__Goals__
**a)** Translate this sentence from the star-mapping post into Spanish: "Note there is no absolute way of knowing how inaccurate your distance measurement is."
**b)** Reproduce the star-mapping post from "Precision is this, if" up to and including "and dark matter.".
**c)** According to the star-mapping post, which things make space-time reference frames hard to define over long distances in space? List every one it names.

Not so, you cannot map a billion stars precisely (unless you redefine precision). You can only precisely map the current positions of objects whose velocity is similar to our sun, given space-time. You can map their position at a given distance (@distance/length of  light year)t years ago. But without the velocity and acceleration vector you cannot know where they are now, and even if you had these that now is irrelevant because no spatial-temperol reference frame exists in our visible universe.

All stars in the Milky Way galaxy are moving relative to one another, all stars in the milky way are accelerating relative to one another (even though they are in typically non-inertial reference frames, those reference frames themselves are in motion). You might be able to discern parallax and astronomical position over several years, but on the scale of local clusters, that precision declines greatly as distance increases. Lets say those distances are accurate to 1/1000000. If we use the equation (xk/4)^3 = y when y = 1 then then k = 4 and when y = 1,000,000,000 then xk/4 = 1000, then x = 4000 ly. Note there is no absolute way of knowing how inaccurate your distance measurement is.

At a error rate of 0.0001% the distance error is 1/250 of a light year or about 2.5 x 10^14 meters. If the distance error is   1/10,000 is 1/4th of a light years and 1/1000 (which I strongly suspect is the high end of their accuracy it is 2.5 ly. If we then consider a probable range it means stars have distance measurements of 2.5 to 25 ly in error at the minimum outside boundary of distance. the star field in not flat, and there is a preference against red stars at a distance so the reality is the error on the furthest stars in the billion is more like 100 ly in distance.

Ask yourself this question. How is it possible to know with precision the current position of a star at 1000s of ly from Sun whose velocity relative to our sun is different and constantly changing. So imagine you had a space ship and today, right now, you could go 0.1c to a star at a distance of 5000ly based on this precision (50000 years of travel).

Precision is this, if I have a high powered rifle and I mount it in a device where the barrel is firmly placed, and repeated clean and fire the weapon, the bullets every time hit the same target (barring hurricances, changes in gravity, and highly unexpected geological events). Its track per unit distance is precisely (key the word) the same, it never changes. But all my targets for a high powered rifle are the same, they coexist in a definable space-time relative to the rifles position. In long distances of space space-time reference frames are not easily defined because of things like dead stars,  black dwarves, black holes, and dark matter.

So as you travel to your d= 5000ly star you would miss the target by 10 - 100 ly (that would be 100 - 1000 more years of travel) because you got the velocity and arc of motion wrong. Over a period of 50000 years stars in our local cluster travel 3 or 4 light years and we know their positions 'precisely', but a star whose velocity and acceleration aren't know precisely would not be were we expected them to be. First, their original position changes by the time their light reaches earth, and then as we travel their position changes during the travel. 

It takes more than a few years of study by an orbital telescope to accurately measure distances and relative velocity, there are anomalies in between stars that alter our measurements (warping in space-time). Lets not feed their hype machine. It takes years of measuring stars and their motion to discern variations in velocity that reflect its space-time and the variation of space-time between the  object and the sun over time.

__Listing__
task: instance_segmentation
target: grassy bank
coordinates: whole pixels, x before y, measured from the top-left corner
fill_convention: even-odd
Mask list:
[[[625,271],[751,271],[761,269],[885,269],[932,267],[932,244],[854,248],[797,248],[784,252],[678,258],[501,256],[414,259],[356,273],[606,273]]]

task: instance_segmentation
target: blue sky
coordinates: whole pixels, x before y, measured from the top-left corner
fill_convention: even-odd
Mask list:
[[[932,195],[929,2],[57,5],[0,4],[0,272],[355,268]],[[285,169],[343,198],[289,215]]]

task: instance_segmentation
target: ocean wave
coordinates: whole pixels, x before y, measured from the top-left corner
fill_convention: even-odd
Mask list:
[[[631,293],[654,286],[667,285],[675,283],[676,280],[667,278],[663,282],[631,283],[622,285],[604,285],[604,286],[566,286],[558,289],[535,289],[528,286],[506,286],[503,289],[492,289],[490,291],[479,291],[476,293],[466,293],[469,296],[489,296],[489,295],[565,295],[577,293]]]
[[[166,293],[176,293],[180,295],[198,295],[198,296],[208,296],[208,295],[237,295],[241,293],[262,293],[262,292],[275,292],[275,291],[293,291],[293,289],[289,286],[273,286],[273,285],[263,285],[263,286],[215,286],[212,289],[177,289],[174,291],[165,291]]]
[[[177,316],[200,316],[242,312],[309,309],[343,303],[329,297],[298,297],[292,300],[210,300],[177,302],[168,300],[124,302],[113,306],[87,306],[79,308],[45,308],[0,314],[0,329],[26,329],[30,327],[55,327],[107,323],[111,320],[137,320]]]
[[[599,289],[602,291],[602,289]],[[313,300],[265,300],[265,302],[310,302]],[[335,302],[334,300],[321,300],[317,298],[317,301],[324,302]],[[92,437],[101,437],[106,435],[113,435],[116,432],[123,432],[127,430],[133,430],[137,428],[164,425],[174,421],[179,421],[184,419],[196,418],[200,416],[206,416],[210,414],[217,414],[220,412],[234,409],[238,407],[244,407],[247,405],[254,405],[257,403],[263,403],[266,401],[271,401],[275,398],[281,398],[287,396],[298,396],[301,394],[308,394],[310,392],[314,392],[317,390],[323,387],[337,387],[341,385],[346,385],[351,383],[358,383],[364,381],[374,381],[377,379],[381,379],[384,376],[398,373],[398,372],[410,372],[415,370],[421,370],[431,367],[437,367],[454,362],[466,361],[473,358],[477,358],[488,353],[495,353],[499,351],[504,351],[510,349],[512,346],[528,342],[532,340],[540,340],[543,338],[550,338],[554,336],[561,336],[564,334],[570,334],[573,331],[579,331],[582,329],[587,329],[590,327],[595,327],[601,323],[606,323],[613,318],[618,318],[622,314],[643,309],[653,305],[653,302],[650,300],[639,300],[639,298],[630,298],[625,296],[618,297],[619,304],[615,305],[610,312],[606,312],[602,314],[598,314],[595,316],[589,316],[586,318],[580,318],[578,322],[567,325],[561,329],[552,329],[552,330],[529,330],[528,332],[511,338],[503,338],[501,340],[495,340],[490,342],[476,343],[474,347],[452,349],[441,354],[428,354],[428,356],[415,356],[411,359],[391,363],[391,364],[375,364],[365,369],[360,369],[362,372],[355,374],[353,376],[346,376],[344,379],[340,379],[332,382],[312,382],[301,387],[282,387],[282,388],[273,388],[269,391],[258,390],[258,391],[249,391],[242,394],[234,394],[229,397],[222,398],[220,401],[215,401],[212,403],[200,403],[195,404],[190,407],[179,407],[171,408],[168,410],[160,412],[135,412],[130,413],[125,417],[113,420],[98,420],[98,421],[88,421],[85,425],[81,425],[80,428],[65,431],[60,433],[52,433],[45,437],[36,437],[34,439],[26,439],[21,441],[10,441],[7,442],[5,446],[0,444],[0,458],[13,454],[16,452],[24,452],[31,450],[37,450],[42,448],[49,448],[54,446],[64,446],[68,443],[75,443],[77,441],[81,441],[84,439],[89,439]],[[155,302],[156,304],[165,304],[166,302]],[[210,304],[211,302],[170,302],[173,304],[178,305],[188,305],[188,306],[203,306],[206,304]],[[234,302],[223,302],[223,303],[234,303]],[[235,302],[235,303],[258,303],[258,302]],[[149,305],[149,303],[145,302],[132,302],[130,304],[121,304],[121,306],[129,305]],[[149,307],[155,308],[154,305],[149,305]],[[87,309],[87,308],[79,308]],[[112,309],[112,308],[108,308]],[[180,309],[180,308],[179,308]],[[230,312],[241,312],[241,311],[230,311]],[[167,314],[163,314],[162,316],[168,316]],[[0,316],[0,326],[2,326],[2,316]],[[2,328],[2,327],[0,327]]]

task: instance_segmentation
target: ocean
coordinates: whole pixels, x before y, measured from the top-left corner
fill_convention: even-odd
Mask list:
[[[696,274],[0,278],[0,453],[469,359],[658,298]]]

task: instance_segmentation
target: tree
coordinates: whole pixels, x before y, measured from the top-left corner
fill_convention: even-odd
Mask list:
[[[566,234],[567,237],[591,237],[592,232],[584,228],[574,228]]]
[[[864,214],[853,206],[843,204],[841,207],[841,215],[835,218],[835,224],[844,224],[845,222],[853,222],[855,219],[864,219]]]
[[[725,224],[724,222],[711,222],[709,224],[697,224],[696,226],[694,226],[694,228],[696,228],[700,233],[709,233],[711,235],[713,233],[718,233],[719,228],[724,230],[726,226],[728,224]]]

__The results__
**a)** Tenga en cuenta que no existe una manera absoluta de saber cuán inexacta es su medición de distancia.

**b)**
Precision is this, if I have a high powered rifle and I mount it in a device where the barrel is firmly placed, and repeated clean and fire the weapon, the bullets every time hit the same target (barring hurricances, changes in gravity, and highly unexpected geological events). Its track per unit distance is precisely (key the word) the same, it never changes. But all my targets for a high powered rifle are the same, they coexist in a definable space-time relative to the rifles position. In long distances of space space-time reference frames are not easily defined because of things like dead stars,  black dwarves, black holes, and dark matter.

**c)** dead stars, black dwarves, black holes, dark matter